Point-per-instance localization data

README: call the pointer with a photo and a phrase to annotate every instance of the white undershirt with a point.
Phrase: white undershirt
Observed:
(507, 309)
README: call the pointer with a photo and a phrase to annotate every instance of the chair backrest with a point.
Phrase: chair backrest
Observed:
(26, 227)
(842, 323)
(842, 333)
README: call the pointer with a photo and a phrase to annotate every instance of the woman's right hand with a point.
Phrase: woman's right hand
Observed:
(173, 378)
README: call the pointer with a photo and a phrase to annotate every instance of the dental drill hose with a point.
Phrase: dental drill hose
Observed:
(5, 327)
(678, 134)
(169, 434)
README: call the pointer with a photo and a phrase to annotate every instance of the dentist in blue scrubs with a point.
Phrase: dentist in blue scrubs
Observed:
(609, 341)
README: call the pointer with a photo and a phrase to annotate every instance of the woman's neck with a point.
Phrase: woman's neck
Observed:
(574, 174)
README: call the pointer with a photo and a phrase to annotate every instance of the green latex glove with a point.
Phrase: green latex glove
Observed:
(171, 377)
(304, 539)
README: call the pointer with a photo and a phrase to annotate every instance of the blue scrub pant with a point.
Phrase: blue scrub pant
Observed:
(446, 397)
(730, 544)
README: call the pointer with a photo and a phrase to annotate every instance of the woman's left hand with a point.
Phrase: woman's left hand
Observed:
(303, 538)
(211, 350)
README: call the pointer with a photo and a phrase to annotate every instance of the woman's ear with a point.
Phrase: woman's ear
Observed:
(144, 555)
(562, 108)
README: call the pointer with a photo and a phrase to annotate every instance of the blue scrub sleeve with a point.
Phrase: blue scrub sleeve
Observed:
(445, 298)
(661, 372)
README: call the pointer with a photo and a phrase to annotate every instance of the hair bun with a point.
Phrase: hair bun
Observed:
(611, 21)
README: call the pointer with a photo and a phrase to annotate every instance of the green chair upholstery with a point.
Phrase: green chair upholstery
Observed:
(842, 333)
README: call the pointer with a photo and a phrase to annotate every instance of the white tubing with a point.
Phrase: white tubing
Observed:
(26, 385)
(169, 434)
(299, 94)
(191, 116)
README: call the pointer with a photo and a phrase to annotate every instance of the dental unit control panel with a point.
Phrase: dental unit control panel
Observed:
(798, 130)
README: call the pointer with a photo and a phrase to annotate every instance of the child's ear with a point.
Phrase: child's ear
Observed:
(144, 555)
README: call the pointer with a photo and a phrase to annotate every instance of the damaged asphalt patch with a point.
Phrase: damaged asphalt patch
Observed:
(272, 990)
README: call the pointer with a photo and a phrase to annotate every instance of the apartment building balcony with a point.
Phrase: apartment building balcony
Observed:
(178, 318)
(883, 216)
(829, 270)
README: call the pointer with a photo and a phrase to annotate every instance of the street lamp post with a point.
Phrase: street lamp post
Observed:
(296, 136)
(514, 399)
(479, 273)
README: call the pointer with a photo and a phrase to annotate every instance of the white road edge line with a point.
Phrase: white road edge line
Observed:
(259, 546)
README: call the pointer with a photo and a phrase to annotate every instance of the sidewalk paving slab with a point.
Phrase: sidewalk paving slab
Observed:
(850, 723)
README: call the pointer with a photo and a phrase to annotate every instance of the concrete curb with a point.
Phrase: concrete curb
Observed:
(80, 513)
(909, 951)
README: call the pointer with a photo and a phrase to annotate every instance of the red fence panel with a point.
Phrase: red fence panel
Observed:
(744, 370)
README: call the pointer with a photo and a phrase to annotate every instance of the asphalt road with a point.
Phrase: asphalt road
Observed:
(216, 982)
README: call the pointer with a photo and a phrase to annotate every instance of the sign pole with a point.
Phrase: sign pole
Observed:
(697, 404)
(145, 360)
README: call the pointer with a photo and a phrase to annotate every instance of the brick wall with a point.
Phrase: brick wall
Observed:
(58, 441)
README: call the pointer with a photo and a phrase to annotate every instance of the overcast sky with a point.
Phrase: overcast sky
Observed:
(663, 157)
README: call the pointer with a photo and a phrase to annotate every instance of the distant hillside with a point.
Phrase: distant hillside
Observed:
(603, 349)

Problem to work on
Each entry must appear again in the answer exactly as written.

Written answer
README: call the pointer with a photo and a phrase to annotate every instance of the white undershirt with a point.
Phrase: white undershirt
Observed:
(507, 309)
README: call the pointer with a photo and a phrase to annotate every instance of the chair backrest with a point.
Phrase: chair backrest
Observed:
(26, 227)
(842, 323)
(842, 333)
README: call the pointer with a photo and a phrase to annotate every instance of the woman's right hand with a point.
Phrase: woman's right hand
Observed:
(173, 378)
README: call the pointer with a photo and a phrase to annotate every instance of the dental drill hose with a point.
Phrase: dental drill hose
Observed:
(5, 327)
(678, 134)
(169, 434)
README: call the pointer with a photo and a phrase to annotate every instance of the dentist in blue scrubs with a point.
Phrase: dentist in blue scrubs
Observed:
(609, 341)
README: call the pointer with a photo and a phrase to annotate every instance of the woman's neck with a point.
Phrase: woman's neck
Observed:
(574, 174)
README: call the pointer with a photo and a phrase to annotate every instance of the green latex glove with a point.
Phrase: green latex glove
Observed:
(171, 377)
(304, 539)
README: call the pointer with a photo and a phrase to annotate every instance of the blue scrub pant with a point.
Phrase: blue scrub pant
Observed:
(446, 397)
(730, 544)
README: call the pointer with a photo and a phrase to annotate every instance of the woman's left hand with a point.
Phrase: woman's left hand
Observed:
(303, 538)
(211, 350)
README: call the pointer with a photo and a phrase to annotate every instance of the woman's ear with a point.
Phrase: woman's ear
Observed:
(144, 555)
(562, 108)
README: call the pointer with a photo and a phrase to annotate every instance of the blue scrub sleeve with a point.
Phrase: blue scrub sleeve
Observed:
(445, 298)
(661, 372)
README: call the pointer with a photo and a phrase to annotate every instance of the hair bun with a point.
Phrase: hair bun
Observed:
(611, 21)
README: call the pointer with a photo and a phrase to annotate every instance of the green chair upholstery with a point.
Phrase: green chair upholstery
Observed:
(842, 333)
README: call the pointer with a photo and a phrase to annotate every instance of the white tubing with a point.
Phrase: white tubing
Observed:
(26, 385)
(169, 434)
(299, 94)
(191, 116)
README: call the pointer with a photo and a phrase to annotate every instance of the dental unit control panel with a point.
Phrase: dental unit control panel
Observed:
(798, 130)
README: call the pointer with a photo and a phrase to annotate every instance of the child's ear with a point.
Phrase: child's ear
Observed:
(144, 555)
README: call the pointer with a photo and a phrase to annotate every instance of the damaged asphalt patch with a point.
Phrase: damaged asphalt patch
Observed:
(272, 990)
README: call the pointer with a photo and a phrase to annotate every instance of the apartment building balcony with a point.
Phrase: apartment building balcony
Observed:
(178, 318)
(883, 216)
(829, 270)
README: call the pointer with a photo and a phrase to annotate every instance of the street lamp post with a point.
Phrase: street lamp post
Observed:
(296, 136)
(514, 399)
(479, 273)
README: call the pointer with a photo and a phrase to annotate every instance of the white road edge line with a point.
Phrase: white road edge line
Observed:
(259, 546)
README: call the pointer with a photo and a phrase to annotate every instance of the sidewalk paving slab with a point.
Phrase: sidewalk paving slab
Observed:
(850, 723)
README: call the pointer with a photo and a phrase to annotate every instance of the concrete curb with a point.
Phrase: concrete curb
Observed:
(80, 513)
(909, 951)
README: call the pointer with a photo and a phrase to annotate every instance of the red fence panel with a point.
Phrase: red fence panel
Observed:
(744, 370)
README: call the pointer with a photo and a phrase to annotate every instance of the asphalt road with a point.
Phrase: asphalt road
Observed:
(216, 982)
README: call the pointer with a photo and a phrase to annotate every instance of the sign pole with a point.
Phrase: sign pole
Observed:
(697, 404)
(145, 360)
README: call the pointer with a photo and a phrase to annotate every instance of the brick wall with a point.
Phrase: brick wall
Observed:
(58, 441)
README: call the pointer with a photo and a phrase to annotate every instance of the overcast sky with a point.
Phrase: overcast sky
Observed:
(663, 157)
README: call the pointer with a photo and a phrase to annotate every instance of the distant hillside with a point.
Phrase: distant hillside
Observed:
(603, 349)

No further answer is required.